> _PROBLEM DETAILS_: Below is a listing; repeat exactly the lines from the one containing "identify every white" to the one containing "identify every stack", both included.

───

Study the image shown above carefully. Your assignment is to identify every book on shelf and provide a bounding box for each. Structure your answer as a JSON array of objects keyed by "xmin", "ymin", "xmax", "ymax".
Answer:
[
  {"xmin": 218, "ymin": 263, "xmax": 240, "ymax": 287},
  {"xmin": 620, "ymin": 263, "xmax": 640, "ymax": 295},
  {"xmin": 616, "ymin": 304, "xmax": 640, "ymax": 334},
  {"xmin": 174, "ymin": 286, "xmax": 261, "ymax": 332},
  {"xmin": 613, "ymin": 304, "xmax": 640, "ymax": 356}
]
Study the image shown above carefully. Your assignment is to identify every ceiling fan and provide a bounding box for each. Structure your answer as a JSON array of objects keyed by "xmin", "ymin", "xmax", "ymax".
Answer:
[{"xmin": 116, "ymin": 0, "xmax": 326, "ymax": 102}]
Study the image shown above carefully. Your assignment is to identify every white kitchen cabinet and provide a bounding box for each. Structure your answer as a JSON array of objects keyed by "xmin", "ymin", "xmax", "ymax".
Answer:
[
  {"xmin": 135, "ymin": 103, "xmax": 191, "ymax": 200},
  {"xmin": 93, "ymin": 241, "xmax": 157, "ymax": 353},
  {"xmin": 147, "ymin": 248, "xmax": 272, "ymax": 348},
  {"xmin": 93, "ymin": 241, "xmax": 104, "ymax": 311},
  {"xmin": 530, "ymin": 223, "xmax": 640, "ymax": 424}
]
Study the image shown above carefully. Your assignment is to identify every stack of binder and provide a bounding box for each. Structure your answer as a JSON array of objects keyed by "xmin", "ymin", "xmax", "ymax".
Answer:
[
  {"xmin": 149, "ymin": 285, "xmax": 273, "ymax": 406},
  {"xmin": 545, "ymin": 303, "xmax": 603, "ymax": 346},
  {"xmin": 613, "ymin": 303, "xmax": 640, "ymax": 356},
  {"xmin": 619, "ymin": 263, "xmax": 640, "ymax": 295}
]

───

> _REPLY_:
Study the image shown above carefully. Your assignment is to identify every white kitchen cabinet and provide a bounding box for each. Structure your answer as a JSON array of objects keyed by "xmin", "ymin", "xmax", "ymax".
Answer:
[
  {"xmin": 135, "ymin": 103, "xmax": 191, "ymax": 200},
  {"xmin": 93, "ymin": 241, "xmax": 157, "ymax": 353},
  {"xmin": 147, "ymin": 248, "xmax": 272, "ymax": 348},
  {"xmin": 93, "ymin": 241, "xmax": 104, "ymax": 311},
  {"xmin": 530, "ymin": 223, "xmax": 640, "ymax": 424}
]
Study the image shown above carefully. Your assignment is to identify every stack of binder and provide a bounding box for each. Structure your answer as a JSON array of objects keyed by "xmin", "ymin", "xmax", "ymax".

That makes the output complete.